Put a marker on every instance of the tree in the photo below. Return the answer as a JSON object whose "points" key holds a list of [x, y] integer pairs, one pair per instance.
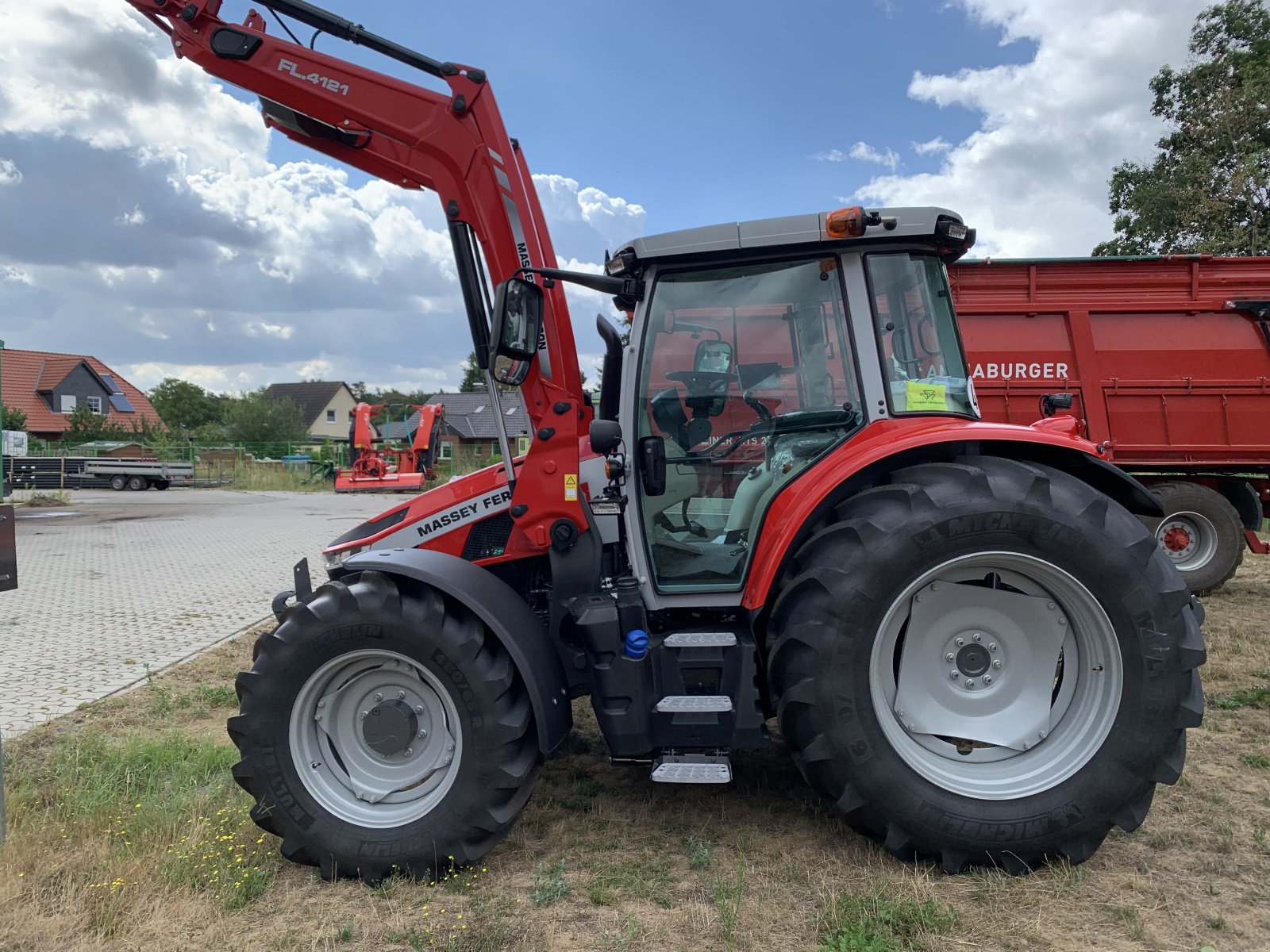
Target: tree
{"points": [[1208, 190], [184, 405], [14, 419], [86, 425], [256, 418]]}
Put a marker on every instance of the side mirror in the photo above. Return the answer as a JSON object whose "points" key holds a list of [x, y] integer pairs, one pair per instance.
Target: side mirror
{"points": [[713, 357], [652, 465], [518, 325], [605, 437]]}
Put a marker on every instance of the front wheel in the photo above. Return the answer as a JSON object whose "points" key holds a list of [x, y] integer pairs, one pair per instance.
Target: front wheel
{"points": [[384, 730], [986, 662]]}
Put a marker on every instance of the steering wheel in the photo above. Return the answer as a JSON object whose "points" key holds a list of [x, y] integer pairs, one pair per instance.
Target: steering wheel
{"points": [[702, 384]]}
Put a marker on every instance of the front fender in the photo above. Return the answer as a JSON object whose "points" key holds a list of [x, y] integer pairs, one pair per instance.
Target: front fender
{"points": [[505, 613]]}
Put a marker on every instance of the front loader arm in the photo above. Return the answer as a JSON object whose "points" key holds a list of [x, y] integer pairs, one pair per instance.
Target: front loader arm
{"points": [[455, 145]]}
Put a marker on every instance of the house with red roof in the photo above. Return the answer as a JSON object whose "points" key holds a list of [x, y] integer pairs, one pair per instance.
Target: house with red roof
{"points": [[48, 387]]}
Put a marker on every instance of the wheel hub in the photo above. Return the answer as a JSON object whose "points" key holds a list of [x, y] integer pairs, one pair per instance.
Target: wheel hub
{"points": [[391, 727]]}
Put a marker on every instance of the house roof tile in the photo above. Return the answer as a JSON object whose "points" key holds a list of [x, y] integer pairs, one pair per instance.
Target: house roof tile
{"points": [[25, 374]]}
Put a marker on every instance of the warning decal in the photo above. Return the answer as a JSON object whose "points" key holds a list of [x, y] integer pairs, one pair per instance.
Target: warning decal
{"points": [[924, 395]]}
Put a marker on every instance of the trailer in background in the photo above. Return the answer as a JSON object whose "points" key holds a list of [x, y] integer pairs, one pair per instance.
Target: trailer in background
{"points": [[95, 473], [1168, 365]]}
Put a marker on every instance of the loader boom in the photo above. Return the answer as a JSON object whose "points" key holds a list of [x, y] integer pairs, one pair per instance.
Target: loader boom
{"points": [[455, 145]]}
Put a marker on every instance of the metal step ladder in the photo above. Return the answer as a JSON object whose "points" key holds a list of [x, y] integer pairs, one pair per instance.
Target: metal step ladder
{"points": [[692, 768]]}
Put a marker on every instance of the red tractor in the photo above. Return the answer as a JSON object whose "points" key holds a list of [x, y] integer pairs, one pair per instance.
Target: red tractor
{"points": [[783, 505], [387, 469]]}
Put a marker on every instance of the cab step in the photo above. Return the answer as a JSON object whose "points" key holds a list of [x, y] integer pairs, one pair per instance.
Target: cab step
{"points": [[695, 704], [700, 639], [692, 768]]}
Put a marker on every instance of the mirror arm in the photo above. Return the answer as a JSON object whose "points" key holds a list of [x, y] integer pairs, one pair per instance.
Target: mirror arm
{"points": [[626, 289]]}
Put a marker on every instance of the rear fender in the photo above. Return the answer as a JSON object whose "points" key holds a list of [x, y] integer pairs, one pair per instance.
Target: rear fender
{"points": [[883, 447], [505, 613]]}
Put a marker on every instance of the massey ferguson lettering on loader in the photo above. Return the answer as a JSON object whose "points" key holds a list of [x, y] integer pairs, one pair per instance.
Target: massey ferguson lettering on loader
{"points": [[776, 509], [1166, 361]]}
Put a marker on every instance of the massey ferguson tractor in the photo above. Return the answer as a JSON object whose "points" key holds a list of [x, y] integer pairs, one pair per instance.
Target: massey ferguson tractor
{"points": [[783, 505]]}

- **Given task**:
Write out each line of the data exactly; the images should be left out.

- **Answer to the problem**:
Put a marker on every instance of the tree in the photo below. Return the answer as a JSON object whose "points" key holds a list of [x, y] integer pairs, one pair per instance.
Target: tree
{"points": [[1208, 190], [184, 405], [14, 419], [86, 425], [256, 418]]}
Put a marker on every instance of the side mirror in the photo above. Return the answer as a JSON object whose "points" key holds a list of [x, y] integer pairs, one pair per instance.
Target: side mirror
{"points": [[713, 357], [652, 465], [518, 325], [605, 437]]}
Put a marker on every instance of the front wheel in the photo above. Return the answer as a JSON object whose "points" key holds a list of [x, y] integer pairs, one pair per instance.
Target: front wheel
{"points": [[384, 730], [986, 662]]}
Put a marker on every instance of the steering wheel in the photo above. Return the answer as a JSON object whose "points" key holds a list of [x, y] integer pairs, one pair per instance.
Target: steering wheel
{"points": [[702, 384]]}
Put a marker on every instance of the front fender in the photo above. Return the answer as a JSON object whose "points" key holds a list of [x, y] integer pairs, one pair per instance.
Target: front fender
{"points": [[505, 613]]}
Put a marker on every instance of the front loader arm in the photo above. Return the answer as a JSON object whose "points" key holds a list of [x, y] integer pairs, one pair per instance.
Target: front loader arm
{"points": [[455, 145]]}
Put a marker on every instance of the house with red roof in the photo above. Return the answer as a JSON object whose "points" key holds a list of [x, y] integer pairs, one pair per instance.
Target: house with red roof
{"points": [[48, 387]]}
Put a marker on every instance of the wheel hub in the photo above. Return the answer as a JSON object whose "points" key holds a list of [x, y] integer pairs, one pair per instance.
Target: wheel hub
{"points": [[391, 727]]}
Put a marker on every instance of the house roof tile in the photo above. Return the answer as a JSON object whose "points" key holds a list of [x, y] integer pairs, one pair per instance.
Target: house roof tile
{"points": [[25, 374]]}
Put a marker on every instance of the warning decal in the photo above. Return the answer as a JSON object whose "points" key holds a list of [x, y] integer pairs, one pair per instance.
Target: warning decal
{"points": [[924, 395]]}
Put a marker on every instance of the trailer in background in the photo above. Return the answer as a JSON object whose "points" key holds a list of [x, y] integer pairs, one pair per instance.
Target: trailer in background
{"points": [[95, 473], [1168, 365]]}
Put a marker on every instance of the loader boom in the photo above. Return the answer as a JSON object whose "points" key holds a list of [x, y] integer pairs, one pair per instance.
Target: loader boom
{"points": [[455, 145]]}
Put a marker on every instance of the metal step ladder in the photo above. Return the answer as a JSON object whose "points" key holds a list of [x, y] integer pairs, one pair per instance.
Target: metal step ladder
{"points": [[692, 768]]}
Put a marker on every instance of the red tractor in the photo above. Return the answer as a JSON object whose "points" key holds a list of [x, y] integer pairs, one pair per instance.
Target: red tractor
{"points": [[783, 505], [387, 469]]}
Put a marker on every instance of the cab step in the photo above. Return the answer as a JSON object whose "points" key holds a list of [x, y] integer pairs, one pair per instance.
Target: cab step
{"points": [[695, 704], [700, 639], [692, 768]]}
Put a marker on every instance of the mirror arm in the photo above. Return the answer as a JSON object whose "points" key holds a list of [x, y] integer pairs, one pair per instance.
Target: mirror arm
{"points": [[626, 289]]}
Put a marker on every instance of the rear fender in the photo above. Return the answer as a JSON object whose "points" key holds a list of [x, y] integer pairs, one pair per instance.
Target: rear fender
{"points": [[883, 447], [505, 613]]}
Put a marker on every instance of the massey ferguson lettering on loader in the photo above. Return the answer as a JSON object whose "points" key holds a list of [x, y] integer pairs, one pair per instance.
Target: massey ferguson lettering on loader
{"points": [[776, 509], [1166, 361]]}
Put a marker on every instance of the massey ferguson tractor in the photo above. Return the answer as a JSON object whose "points" key holds a list of [x, y] integer pairs, one pair per instance.
Target: massey ferguson tractor
{"points": [[783, 505]]}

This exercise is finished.